:: Text segment ::
>> BEGIN

Lending Club faced a record full year in 2021, with revenue of $818.6 million, up 157% compared to 2020. Marketplace revenue was 136% higher and net interest income grew 259% year over year. Lending Club achieved GAAP profitability during 2021, with net income of $18.6 million for the year ended December 31, 2021, compared to a net loss of $187.5 million in 2020.
Key achievements for the year include acquiring and integrating the bank, consolidating the personal, auto refinance and purchase finance loans onto one origination platform, and accelerating membership acquisition.
A new recurring stream of net interest income grew 27% sequentially to $83.1 million, as the bank's loan portfolio grew 22% from September 2021. Net income was negatively impacted by $56.6 million of notable items: $39.5 million of current expected credit loss (CECL) provisioning, less net charge-offs and $17.1 million of net revenue deferrals both driven by strong retained loan growth. Earnings per share therefore went down $0.53 in Q4 2021.
Upstart Holdings Inc., headquartered in San Mateo, California, is a cloud-based artificial intelligence (AI) lending platform. The company's platform connects consumers, banks and institutional investors through a shared AI lending platform based on true risk. Upstart aims to improve access to affordable credit while reducing the risk and costs of lending by more accurately identifying risk and avoiding traditional credit-score based lending models.
In Q3 2021, Upstart's total revenue was $228 million, an increase of 250% from the third quarter of 2020. Total fee revenue was $210 million, an increase of 235% YOY. Bank partners originated 362,780 loans which totaled $3.13 billion, up 244% from last year.
A few highlights from Q3:
- Income from operations was $28.6 million, up from $12.2 million last year.
- GAAP net income was $29.1 million, up from $9.7 million in Q3 2020.
- Adjusted net income was $57.4 million, up from $12.3 million in 2020.
- GAAP diluted earnings per share was $0.30, and diluted adjusted earnings per share was $0.60.
- Adjusted EBITDA was $59.1 million, up from $15.5 million last year.
Upstart expects Q4 revenue to increase from $255 million to $265 million, net income of $16 to $20 million, adjusted net income of $48 to $50 million and adjusted EBITDA of $51 to $53 million.
We'll end with a non-publicly traded option. If you want to invest in Prosper, you have to choose to invest in its marketplace, in personal loans and home equity. Create your account and build a custom portfolio by selecting individual loans or using Prosper's auto invest tool. Money will get deposited monthly into your Prosper account. Prosper has facilitated more than $20 billion in loans to more than 1,190,000 people since 2005. Prosper handles all loan servicing on behalf of the matched borrowers and investors.

>> END

:: Given instruction ::
According to the overview of lending companies, how much in loans has Prosper facilitated since 2005?

(Data items)
>> BEGIN

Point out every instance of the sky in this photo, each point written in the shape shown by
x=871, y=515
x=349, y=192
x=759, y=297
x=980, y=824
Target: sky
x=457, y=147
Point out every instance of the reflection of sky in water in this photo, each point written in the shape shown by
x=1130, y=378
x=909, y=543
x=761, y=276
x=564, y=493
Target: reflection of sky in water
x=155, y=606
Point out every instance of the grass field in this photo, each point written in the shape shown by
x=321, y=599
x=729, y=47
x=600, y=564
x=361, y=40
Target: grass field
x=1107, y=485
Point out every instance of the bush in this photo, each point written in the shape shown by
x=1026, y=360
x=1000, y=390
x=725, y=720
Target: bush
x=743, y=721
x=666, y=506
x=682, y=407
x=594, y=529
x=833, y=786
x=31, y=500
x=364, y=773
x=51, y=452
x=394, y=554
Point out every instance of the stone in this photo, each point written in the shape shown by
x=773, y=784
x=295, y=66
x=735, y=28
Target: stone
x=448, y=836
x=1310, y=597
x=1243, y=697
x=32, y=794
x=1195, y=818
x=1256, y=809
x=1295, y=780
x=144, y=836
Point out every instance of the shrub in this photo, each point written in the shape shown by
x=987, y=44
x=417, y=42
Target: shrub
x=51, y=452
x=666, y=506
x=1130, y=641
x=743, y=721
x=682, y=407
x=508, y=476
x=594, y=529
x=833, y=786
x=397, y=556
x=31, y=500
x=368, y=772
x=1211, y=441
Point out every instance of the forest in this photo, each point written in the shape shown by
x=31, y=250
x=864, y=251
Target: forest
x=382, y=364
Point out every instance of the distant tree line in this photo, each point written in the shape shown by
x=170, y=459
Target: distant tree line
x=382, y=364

>> END

:: Solution ::
More than $20 billion, to more than 1,190,000 people.